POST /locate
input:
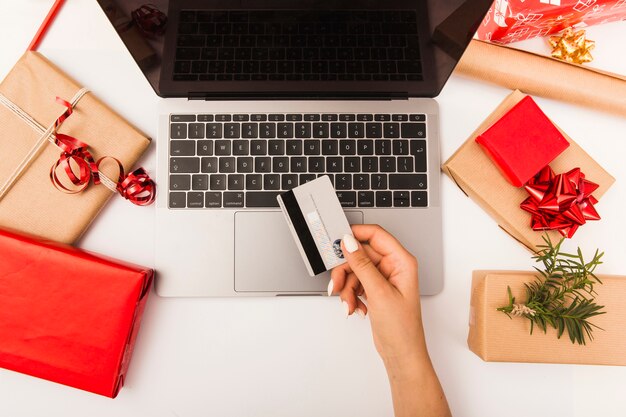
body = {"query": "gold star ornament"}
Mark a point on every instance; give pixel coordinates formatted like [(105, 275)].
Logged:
[(570, 46)]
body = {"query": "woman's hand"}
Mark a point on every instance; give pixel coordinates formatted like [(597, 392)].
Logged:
[(385, 274)]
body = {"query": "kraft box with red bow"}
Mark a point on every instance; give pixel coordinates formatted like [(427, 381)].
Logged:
[(516, 20), (64, 153), (555, 198), (67, 315)]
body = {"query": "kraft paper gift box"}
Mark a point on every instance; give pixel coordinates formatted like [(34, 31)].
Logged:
[(33, 205), (497, 338), (480, 179), (66, 315)]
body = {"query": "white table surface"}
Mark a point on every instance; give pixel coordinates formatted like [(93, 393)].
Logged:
[(300, 356)]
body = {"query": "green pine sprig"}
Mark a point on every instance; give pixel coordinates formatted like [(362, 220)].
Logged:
[(562, 296)]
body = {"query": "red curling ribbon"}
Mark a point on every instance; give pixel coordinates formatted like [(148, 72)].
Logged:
[(560, 202), (81, 168)]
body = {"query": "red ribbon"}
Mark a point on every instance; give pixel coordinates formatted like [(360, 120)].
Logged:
[(560, 202), (80, 167)]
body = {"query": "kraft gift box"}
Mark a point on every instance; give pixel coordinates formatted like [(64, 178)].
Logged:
[(33, 205), (495, 337), (479, 178)]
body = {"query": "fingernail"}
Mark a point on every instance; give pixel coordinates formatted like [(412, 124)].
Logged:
[(347, 307), (350, 243)]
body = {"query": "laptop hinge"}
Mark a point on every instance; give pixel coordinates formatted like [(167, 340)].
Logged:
[(281, 95)]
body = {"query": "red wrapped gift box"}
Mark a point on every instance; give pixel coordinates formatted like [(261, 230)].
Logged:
[(67, 315), (516, 20), (522, 142)]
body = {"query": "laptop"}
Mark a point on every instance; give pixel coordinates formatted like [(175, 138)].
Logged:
[(261, 96)]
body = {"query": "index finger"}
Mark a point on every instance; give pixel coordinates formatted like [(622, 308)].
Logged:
[(378, 238)]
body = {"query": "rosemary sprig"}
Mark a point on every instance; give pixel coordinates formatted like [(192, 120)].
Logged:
[(562, 296)]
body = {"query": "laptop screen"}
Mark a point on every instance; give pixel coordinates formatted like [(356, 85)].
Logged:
[(296, 48)]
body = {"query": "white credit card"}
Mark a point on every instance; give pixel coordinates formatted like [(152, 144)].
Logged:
[(317, 223)]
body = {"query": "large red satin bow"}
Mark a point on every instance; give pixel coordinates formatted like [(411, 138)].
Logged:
[(560, 202), (80, 168)]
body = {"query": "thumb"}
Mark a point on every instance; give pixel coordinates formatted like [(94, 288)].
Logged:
[(361, 264)]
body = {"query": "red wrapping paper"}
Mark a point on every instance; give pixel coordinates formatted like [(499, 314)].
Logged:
[(67, 315), (516, 20), (522, 142)]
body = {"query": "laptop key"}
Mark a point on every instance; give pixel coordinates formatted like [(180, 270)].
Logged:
[(321, 130), (212, 200), (407, 181), (277, 147), (177, 200), (178, 130), (258, 147), (374, 130), (209, 164), (184, 165), (205, 147), (338, 130), (312, 147), (284, 130), (241, 147), (400, 147), (217, 182), (261, 199), (200, 182), (267, 130), (343, 181), (227, 165), (401, 199), (289, 181), (304, 178), (383, 199), (361, 181), (418, 150), (280, 164), (245, 164), (263, 164), (347, 198), (271, 182), (180, 182), (195, 199), (233, 199), (365, 198), (182, 148), (391, 130), (236, 182), (405, 164), (298, 164), (294, 147), (413, 130), (214, 130), (254, 182), (419, 199)]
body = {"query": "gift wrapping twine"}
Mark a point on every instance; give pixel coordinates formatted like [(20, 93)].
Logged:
[(136, 187), (543, 76)]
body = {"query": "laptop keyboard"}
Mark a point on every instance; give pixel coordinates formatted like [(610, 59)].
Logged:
[(295, 45), (246, 160)]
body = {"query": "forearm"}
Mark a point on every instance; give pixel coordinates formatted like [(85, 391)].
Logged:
[(415, 388)]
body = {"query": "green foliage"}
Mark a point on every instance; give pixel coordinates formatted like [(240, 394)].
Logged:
[(562, 296)]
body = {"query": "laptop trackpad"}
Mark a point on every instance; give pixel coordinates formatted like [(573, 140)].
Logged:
[(266, 256)]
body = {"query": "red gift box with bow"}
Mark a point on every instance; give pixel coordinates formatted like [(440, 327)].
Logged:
[(67, 315)]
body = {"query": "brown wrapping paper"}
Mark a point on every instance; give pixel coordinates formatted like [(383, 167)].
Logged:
[(479, 178), (544, 76), (33, 205), (496, 338)]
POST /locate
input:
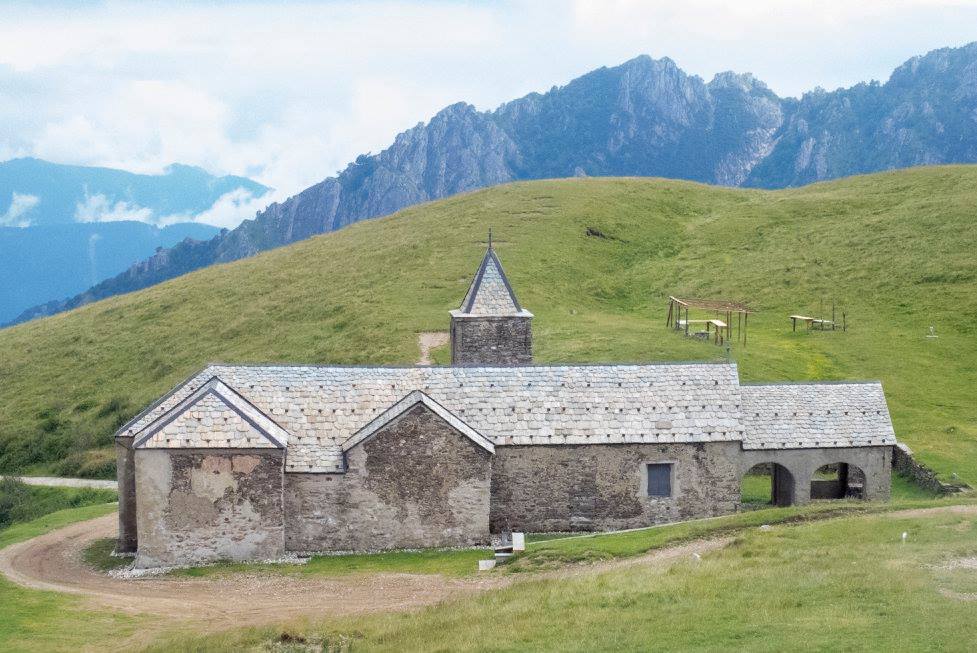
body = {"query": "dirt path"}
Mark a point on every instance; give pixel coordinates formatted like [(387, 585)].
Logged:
[(428, 341), (57, 481), (53, 562)]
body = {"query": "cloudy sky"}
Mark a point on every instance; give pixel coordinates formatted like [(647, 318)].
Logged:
[(289, 93)]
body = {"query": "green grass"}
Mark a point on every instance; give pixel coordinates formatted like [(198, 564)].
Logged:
[(47, 621), (756, 489), (893, 250), (547, 549), (844, 584), (20, 502)]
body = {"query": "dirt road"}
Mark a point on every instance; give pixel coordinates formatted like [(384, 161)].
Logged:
[(53, 562), (57, 481)]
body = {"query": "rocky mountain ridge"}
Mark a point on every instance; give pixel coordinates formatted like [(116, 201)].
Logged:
[(645, 117)]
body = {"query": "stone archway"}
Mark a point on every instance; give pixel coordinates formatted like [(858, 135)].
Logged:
[(766, 484), (838, 481)]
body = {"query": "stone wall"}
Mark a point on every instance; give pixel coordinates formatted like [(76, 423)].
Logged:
[(417, 482), (491, 340), (126, 476), (904, 463), (202, 505), (873, 462), (603, 487)]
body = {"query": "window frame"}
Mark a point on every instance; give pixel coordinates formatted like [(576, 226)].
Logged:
[(646, 479)]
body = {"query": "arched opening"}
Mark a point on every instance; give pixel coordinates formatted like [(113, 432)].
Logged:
[(838, 481), (767, 484)]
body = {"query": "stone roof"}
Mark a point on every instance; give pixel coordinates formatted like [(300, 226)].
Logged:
[(404, 405), (321, 408), (213, 416), (490, 293), (806, 415)]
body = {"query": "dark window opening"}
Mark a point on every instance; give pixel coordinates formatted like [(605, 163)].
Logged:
[(660, 480)]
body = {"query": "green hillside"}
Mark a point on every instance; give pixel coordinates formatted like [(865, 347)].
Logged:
[(895, 251)]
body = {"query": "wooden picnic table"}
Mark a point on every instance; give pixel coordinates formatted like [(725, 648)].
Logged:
[(811, 321)]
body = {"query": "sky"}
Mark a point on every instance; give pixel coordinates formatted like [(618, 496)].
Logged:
[(289, 93)]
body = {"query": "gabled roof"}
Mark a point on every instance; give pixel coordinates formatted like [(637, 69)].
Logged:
[(414, 398), (813, 415), (322, 407), (213, 416), (490, 293)]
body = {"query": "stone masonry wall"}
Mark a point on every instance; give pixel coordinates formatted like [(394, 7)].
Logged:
[(603, 487), (873, 467), (202, 505), (904, 463), (491, 341), (126, 475), (415, 483)]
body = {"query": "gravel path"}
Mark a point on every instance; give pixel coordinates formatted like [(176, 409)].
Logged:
[(53, 562), (56, 481), (427, 341)]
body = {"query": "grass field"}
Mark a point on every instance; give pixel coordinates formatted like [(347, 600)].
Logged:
[(20, 502), (31, 620), (847, 567), (894, 251), (843, 584)]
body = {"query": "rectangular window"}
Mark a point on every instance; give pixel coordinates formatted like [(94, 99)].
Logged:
[(660, 480)]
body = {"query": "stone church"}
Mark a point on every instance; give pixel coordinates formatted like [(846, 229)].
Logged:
[(253, 462)]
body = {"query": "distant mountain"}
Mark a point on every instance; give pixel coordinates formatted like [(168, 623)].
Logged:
[(66, 228), (35, 192), (645, 117), (60, 260)]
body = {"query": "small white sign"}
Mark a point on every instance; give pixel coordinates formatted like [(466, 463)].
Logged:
[(518, 542)]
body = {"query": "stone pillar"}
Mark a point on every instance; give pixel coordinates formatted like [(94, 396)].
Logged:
[(125, 465)]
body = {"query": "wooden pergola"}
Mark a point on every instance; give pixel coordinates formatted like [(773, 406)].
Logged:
[(718, 306)]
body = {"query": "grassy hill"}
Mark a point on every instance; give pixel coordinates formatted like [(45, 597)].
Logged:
[(894, 251)]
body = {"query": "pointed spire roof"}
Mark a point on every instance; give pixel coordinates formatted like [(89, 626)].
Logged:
[(490, 293)]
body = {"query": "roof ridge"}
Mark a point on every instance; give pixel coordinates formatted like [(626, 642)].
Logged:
[(476, 286)]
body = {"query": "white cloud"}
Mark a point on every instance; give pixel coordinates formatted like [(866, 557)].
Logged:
[(98, 208), (288, 93), (20, 205), (228, 211)]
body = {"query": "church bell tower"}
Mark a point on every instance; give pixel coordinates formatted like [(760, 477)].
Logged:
[(490, 327)]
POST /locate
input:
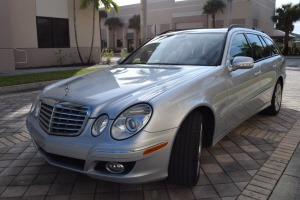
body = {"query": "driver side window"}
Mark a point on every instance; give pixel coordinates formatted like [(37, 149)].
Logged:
[(239, 47)]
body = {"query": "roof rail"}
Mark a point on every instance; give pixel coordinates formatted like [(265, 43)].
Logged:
[(243, 26), (174, 30)]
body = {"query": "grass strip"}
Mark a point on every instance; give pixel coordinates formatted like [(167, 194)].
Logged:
[(40, 77)]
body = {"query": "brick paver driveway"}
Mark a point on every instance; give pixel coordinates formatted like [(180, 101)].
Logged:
[(246, 164)]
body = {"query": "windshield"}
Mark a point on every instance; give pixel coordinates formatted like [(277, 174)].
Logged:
[(180, 49)]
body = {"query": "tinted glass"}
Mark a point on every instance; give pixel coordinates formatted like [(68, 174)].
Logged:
[(257, 47), (182, 49), (273, 48), (267, 51), (239, 47)]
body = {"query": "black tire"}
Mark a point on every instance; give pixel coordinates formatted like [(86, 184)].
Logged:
[(184, 165), (276, 100)]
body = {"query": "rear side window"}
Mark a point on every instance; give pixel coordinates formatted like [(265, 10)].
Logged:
[(258, 49), (267, 50), (272, 47), (239, 47)]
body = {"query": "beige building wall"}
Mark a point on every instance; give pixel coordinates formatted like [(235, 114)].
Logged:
[(53, 8), (171, 14), (6, 46), (19, 30)]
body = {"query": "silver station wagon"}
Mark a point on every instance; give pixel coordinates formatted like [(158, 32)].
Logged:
[(147, 118)]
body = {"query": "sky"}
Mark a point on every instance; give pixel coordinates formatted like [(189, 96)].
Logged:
[(278, 4)]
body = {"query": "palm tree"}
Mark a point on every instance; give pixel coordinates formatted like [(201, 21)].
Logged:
[(113, 24), (212, 7), (230, 12), (96, 6), (102, 14), (284, 18), (143, 14), (135, 23), (75, 31)]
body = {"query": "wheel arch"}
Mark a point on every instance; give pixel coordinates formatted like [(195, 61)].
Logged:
[(209, 123), (280, 78)]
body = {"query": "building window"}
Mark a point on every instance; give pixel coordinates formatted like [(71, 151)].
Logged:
[(103, 43), (119, 43), (52, 32)]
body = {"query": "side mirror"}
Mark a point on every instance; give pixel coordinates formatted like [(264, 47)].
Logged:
[(240, 62), (120, 60)]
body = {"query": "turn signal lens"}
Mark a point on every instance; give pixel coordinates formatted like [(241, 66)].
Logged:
[(99, 125), (37, 109), (130, 121), (155, 148)]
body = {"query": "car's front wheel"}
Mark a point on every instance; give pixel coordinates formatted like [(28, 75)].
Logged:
[(184, 166), (276, 100)]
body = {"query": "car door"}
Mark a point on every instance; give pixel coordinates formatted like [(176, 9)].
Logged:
[(269, 71), (243, 84)]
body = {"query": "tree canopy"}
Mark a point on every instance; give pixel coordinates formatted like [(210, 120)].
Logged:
[(211, 7), (284, 18)]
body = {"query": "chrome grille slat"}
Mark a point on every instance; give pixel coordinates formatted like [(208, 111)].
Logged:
[(45, 112), (45, 107), (67, 119), (44, 122), (63, 113), (43, 126), (61, 123), (46, 117), (63, 118)]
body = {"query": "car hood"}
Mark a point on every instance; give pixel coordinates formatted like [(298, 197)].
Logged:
[(120, 86)]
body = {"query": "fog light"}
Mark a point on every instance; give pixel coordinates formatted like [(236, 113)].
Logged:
[(115, 167)]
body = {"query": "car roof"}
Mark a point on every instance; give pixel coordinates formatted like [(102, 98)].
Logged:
[(215, 30)]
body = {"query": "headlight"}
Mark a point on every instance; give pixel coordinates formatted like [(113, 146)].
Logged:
[(131, 121), (99, 125), (37, 109), (35, 102)]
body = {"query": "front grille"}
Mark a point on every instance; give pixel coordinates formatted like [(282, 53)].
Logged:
[(63, 118)]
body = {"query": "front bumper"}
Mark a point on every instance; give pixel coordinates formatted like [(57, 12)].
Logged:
[(86, 153)]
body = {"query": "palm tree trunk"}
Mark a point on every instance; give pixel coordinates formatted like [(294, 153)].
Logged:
[(93, 33), (230, 13), (75, 31), (100, 33), (286, 43), (114, 32), (143, 14)]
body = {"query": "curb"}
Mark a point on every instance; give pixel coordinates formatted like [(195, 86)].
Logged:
[(292, 57), (16, 88)]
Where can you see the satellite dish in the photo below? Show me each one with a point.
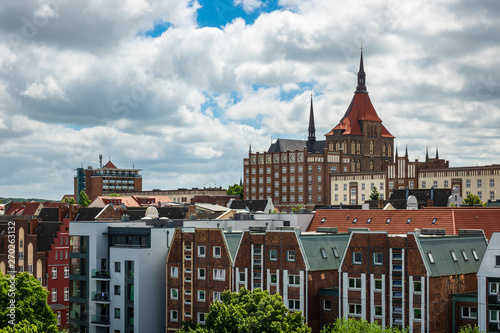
(152, 212)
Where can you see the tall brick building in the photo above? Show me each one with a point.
(296, 172)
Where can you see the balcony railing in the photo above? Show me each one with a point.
(99, 319)
(102, 296)
(100, 274)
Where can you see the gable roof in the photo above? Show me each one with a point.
(450, 219)
(441, 248)
(312, 244)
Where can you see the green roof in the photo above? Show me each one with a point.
(441, 247)
(312, 245)
(232, 242)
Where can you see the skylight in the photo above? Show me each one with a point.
(465, 255)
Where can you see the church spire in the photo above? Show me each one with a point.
(312, 129)
(361, 76)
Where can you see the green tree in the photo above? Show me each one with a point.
(83, 199)
(69, 200)
(250, 311)
(472, 199)
(374, 195)
(235, 190)
(30, 302)
(351, 325)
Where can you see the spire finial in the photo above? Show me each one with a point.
(312, 128)
(361, 75)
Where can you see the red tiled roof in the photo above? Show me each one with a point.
(361, 108)
(110, 165)
(451, 219)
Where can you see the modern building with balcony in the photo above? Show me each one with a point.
(117, 279)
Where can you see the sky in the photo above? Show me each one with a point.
(181, 88)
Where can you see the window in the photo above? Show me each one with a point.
(174, 293)
(217, 251)
(354, 309)
(417, 314)
(293, 304)
(327, 305)
(174, 272)
(417, 286)
(219, 274)
(354, 283)
(468, 312)
(357, 258)
(294, 280)
(201, 251)
(201, 295)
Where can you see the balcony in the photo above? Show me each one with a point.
(100, 320)
(100, 274)
(101, 297)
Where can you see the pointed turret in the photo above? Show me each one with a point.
(312, 129)
(361, 76)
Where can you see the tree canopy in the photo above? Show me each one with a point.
(472, 199)
(351, 325)
(32, 313)
(374, 195)
(235, 190)
(83, 199)
(249, 311)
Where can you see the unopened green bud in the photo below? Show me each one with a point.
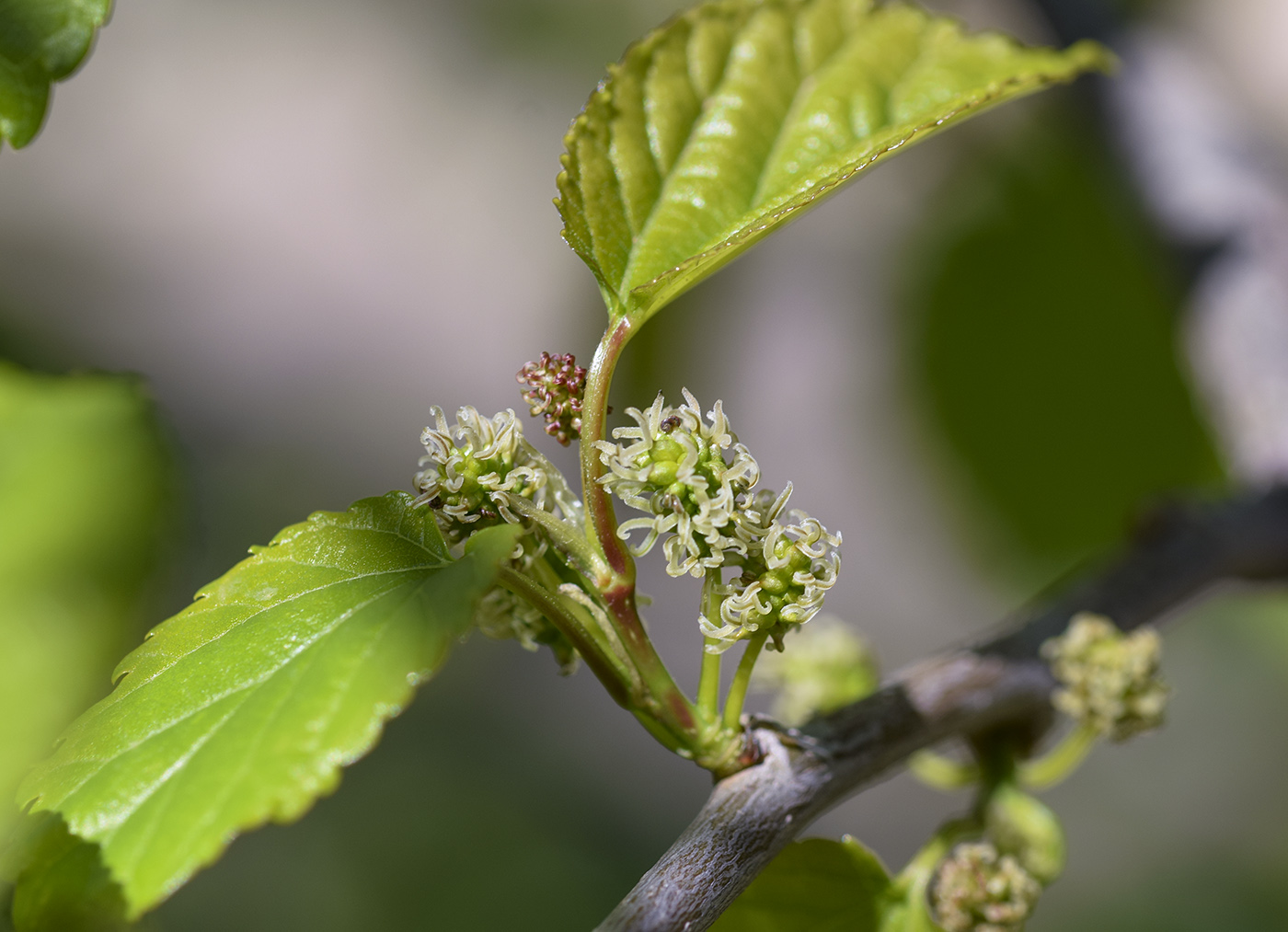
(1110, 679)
(979, 890)
(1023, 826)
* * * * *
- **What you will do**:
Beginning with the line containing "like [(499, 314)]." and ending with the line containing "like [(180, 270)].", extract those lines exactly from the listing above, and only those.

- **Final answer**:
Mark a point on every instance; give pixel coordinates formatted like [(499, 314)].
Logged:
[(67, 315), (516, 20), (522, 142)]
body = {"query": "laptop key"}
Mark a point on every instance; give pixel coordinates formatted like [(180, 270)].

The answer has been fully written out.